PAGE EXCERPT:
** start **

6. Cancellation, Suspension, and Termination
- Subscriber/Dealer or Subscriber/Dealer's Administrators are solely responsible for canceling subscriptions. An Administrator may cancel a subscription at any time by accessing the Service as applicable, and any cancellation shall be deemed to be made with the full authority of Subscriber/Dealer. For security reasons, cancellations shall only be performed by an Administrator using the account cancellation function within the Service. The Administrator may be directed, within the Service, to call support to complete the cancellation. Cancellations shall not be accepted by any other means. Brilliant will have no liability of any kind to you for cancellation of this Agreement or your access to the Service.
- Brilliant in its sole discretion has the right to suspend or discontinue providing the Service to you without notice for actions that (a) are in material violation of this Agreement, including failure of the applicable Subscriber/Dealer to pay amounts due as and when due, or (b) create a Security Emergency.
- If you use the Service to materially violate this Agreement in a way that does not create a Security Emergency, Brilliant may provide the applicable Subscriber/Dealer with notice of such violation, which may result in suspension of your access to the Service or termination of this Agreement.
- Upon cancellation or termination of this Agreement, Brilliant shall only be responsible for the return of Content directly to an Administrator on behalf of Subscriber/Dealer, or a designated Authorized User if the Administrator is unable to be reached. Except as expressly provided in the applicable Subscription Agreement, Brilliant shall have no obligation to you to return to you any Content related to your use of the Service. You agree to retain copies of all Content you may upload into the Service.
7. Agreement to Communicate and Contract Electronically.
- You agree to communicate, transact, and contract by electronic means. Brilliant may correspond or convey information or documentation to you via email, text message, or other similar means, unless your applicable Subscriber/Dealer expressly requests otherwise, and Brilliant agrees to such request. Notwithstanding the foregoing, Brilliant shall not be liable for any loss, damage, expense, delay, loss of data, harm, or inconvenience resulting from the loss, delay, interception, corruption, or alteration of any email, text message, or other communication, including transmission of Content, due to any reason beyond the reasonable control of Brilliant.
8. Confidential Information.
- Receiving Party agrees to treat all Confidential Information as confidential and not to use or disclose such Confidential Information except as necessary to perform its obligations under this Agreement.
- Unless otherwise provided in this Agreement or other written instrument between the Parties, all Confidential Information shall remain the property of Disclosing Party.

** end **

SET EXERCISE A: Reproduce the part of the agreement excerpt that begins with the words containing "- You agree" and ends with "8. Confidential Information.".
The agreement excerpt above and the rows that follow have no connection to each other.

MATERIAL PROVIDED:
** start **

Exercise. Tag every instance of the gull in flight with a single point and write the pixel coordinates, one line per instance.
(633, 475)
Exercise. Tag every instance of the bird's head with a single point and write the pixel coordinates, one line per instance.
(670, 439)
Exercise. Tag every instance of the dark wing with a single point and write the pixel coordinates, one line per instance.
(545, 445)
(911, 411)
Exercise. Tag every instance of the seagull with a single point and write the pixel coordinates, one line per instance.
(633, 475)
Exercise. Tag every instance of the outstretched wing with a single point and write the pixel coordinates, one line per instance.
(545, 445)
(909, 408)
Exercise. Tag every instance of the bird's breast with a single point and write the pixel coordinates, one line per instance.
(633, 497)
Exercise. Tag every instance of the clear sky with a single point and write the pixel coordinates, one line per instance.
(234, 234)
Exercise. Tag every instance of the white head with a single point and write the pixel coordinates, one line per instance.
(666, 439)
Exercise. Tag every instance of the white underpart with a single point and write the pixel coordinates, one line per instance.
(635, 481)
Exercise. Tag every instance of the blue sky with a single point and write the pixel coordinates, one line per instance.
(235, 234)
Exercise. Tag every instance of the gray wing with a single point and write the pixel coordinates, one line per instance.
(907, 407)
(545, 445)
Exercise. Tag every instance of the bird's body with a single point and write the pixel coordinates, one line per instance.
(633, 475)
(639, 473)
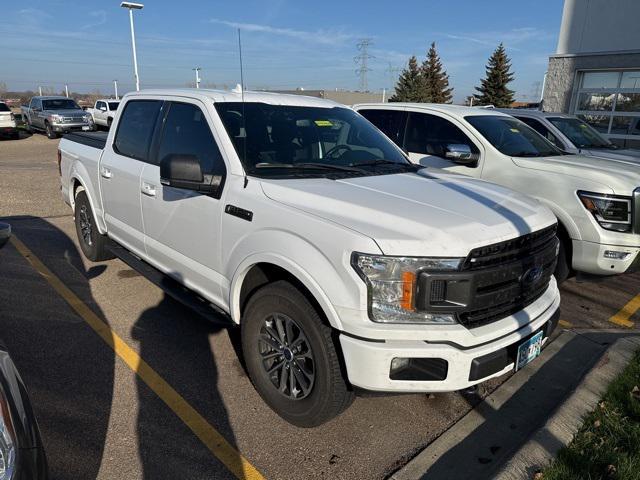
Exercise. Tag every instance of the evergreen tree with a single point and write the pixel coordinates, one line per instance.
(435, 81)
(493, 88)
(408, 88)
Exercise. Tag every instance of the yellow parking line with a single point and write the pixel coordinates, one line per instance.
(213, 440)
(622, 317)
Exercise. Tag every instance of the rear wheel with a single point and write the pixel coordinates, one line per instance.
(49, 131)
(92, 242)
(291, 356)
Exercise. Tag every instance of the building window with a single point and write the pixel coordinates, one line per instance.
(610, 102)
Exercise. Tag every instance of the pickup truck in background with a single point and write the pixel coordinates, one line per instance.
(55, 116)
(295, 220)
(571, 134)
(596, 199)
(104, 111)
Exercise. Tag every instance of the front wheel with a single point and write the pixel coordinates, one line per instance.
(92, 243)
(291, 356)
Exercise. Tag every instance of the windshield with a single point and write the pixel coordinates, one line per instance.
(512, 137)
(580, 133)
(286, 141)
(60, 104)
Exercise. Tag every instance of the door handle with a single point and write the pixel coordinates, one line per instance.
(148, 189)
(105, 172)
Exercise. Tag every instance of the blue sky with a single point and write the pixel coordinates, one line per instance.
(286, 43)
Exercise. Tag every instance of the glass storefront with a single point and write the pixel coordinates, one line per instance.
(610, 102)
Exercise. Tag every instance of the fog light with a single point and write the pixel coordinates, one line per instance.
(615, 255)
(399, 364)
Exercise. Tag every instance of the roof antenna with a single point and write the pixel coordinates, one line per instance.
(244, 121)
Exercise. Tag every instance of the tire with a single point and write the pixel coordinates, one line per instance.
(49, 131)
(326, 394)
(92, 243)
(563, 267)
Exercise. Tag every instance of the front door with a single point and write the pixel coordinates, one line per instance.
(182, 227)
(120, 168)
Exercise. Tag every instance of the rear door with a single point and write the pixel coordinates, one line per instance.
(182, 227)
(120, 168)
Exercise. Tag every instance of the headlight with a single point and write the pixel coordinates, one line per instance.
(391, 284)
(7, 441)
(612, 212)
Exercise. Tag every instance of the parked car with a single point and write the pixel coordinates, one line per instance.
(104, 111)
(596, 200)
(56, 115)
(22, 455)
(8, 125)
(304, 225)
(571, 134)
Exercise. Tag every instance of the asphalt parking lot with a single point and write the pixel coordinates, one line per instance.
(127, 383)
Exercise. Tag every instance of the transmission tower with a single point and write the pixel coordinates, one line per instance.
(362, 59)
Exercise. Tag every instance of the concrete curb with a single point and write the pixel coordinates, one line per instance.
(524, 422)
(560, 428)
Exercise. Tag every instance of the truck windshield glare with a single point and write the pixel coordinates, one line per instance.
(293, 141)
(512, 137)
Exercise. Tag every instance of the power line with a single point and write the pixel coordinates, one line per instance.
(362, 59)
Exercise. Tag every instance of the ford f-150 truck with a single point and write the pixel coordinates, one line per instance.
(104, 111)
(596, 199)
(55, 115)
(343, 264)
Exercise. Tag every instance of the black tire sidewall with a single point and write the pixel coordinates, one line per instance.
(282, 297)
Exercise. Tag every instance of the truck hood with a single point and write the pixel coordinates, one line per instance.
(621, 176)
(429, 213)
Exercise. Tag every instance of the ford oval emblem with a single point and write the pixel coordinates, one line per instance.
(531, 276)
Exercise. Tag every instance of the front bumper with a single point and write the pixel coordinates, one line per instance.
(589, 257)
(368, 362)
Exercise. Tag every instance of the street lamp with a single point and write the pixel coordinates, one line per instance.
(133, 6)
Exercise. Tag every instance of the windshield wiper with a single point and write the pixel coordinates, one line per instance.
(310, 165)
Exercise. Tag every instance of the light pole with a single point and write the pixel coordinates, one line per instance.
(133, 6)
(197, 70)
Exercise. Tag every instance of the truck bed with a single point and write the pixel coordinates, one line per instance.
(91, 139)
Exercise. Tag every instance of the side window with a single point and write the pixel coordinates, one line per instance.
(388, 121)
(542, 130)
(430, 135)
(187, 132)
(135, 128)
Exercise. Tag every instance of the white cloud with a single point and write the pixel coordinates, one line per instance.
(326, 37)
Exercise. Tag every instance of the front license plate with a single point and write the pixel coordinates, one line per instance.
(529, 350)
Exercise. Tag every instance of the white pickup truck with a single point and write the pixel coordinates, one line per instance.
(343, 264)
(596, 199)
(104, 111)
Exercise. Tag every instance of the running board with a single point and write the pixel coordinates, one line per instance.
(171, 287)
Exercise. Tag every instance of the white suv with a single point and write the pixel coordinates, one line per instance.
(596, 200)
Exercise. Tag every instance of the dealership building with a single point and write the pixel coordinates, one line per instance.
(595, 72)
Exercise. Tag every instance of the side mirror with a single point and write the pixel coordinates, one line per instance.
(460, 153)
(5, 233)
(183, 171)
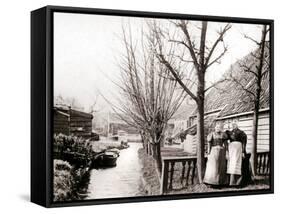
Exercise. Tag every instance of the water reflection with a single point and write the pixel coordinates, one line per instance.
(120, 181)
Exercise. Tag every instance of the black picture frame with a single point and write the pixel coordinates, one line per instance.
(42, 103)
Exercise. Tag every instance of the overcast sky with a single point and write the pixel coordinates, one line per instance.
(86, 50)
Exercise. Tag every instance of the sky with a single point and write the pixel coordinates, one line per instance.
(87, 49)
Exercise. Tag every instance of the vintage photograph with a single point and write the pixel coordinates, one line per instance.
(154, 107)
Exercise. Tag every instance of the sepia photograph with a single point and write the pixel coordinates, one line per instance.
(148, 107)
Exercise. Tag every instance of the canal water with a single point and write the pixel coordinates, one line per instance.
(120, 181)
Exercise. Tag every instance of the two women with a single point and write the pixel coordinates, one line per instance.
(224, 165)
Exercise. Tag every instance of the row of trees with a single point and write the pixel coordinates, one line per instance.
(165, 67)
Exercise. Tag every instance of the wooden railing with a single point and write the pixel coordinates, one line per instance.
(187, 173)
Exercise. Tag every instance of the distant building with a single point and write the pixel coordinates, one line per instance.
(70, 121)
(226, 103)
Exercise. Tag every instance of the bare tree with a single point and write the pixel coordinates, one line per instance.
(149, 98)
(256, 71)
(200, 54)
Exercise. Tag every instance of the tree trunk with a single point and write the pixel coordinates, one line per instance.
(254, 142)
(257, 102)
(200, 105)
(200, 141)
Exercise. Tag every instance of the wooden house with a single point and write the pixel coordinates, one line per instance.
(70, 121)
(227, 102)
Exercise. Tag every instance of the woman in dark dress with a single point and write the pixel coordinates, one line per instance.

** end **

SET EXERCISE B: Write out the rows from the line containing "Exercise. Tag every instance of the two" through the last line of the rows, including both ends.

EXERCISE RESULT A:
- You agree to communicate, transact, and contract by electronic means. Brilliant may correspond or convey information or documentation to you via email, text message, or other similar means, unless your applicable Subscriber/Dealer expressly requests otherwise, and Brilliant agrees to such request. Notwithstanding the foregoing, Brilliant shall not be liable for any loss, damage, expense, delay, loss of data, harm, or inconvenience resulting from the loss, delay, interception, corruption, or alteration of any email, text message, or other communication, including transmission of Content, due to any reason beyond the reasonable control of Brilliant.
8. Confidential Information.

EXERCISE RESULT B:
Exercise. Tag every instance of the two women with a single point and write the pixel coordinates, one line per instance.
(224, 165)
Exercise. Tag every instance of the row of trees with a single point and write the pixel coordinates, one line per instance.
(165, 67)
Exercise. Tag every instance of the wooden railing with a single point and write the pixel coordinates, one line per instance.
(187, 173)
Exercise. Tag every instance of the distant building with a single point and write the pixel coordinates, one line per instance.
(70, 121)
(226, 103)
Exercise. Tag every instance of the bare tree with a single point and write the pixel coordinates, one line per instance.
(149, 98)
(256, 71)
(200, 54)
Exercise. Tag every instance of the tree trunk with a single point and write the pixel coordinates, one line per instance.
(254, 142)
(257, 102)
(200, 105)
(200, 141)
Exercise. Tag every instance of the wooden house with a single point and write the pixel coordinates, one line per instance.
(70, 121)
(227, 102)
Exercise. Tag every instance of the woman in dark dress with a single point and write the pixel coordinates, one line per instance.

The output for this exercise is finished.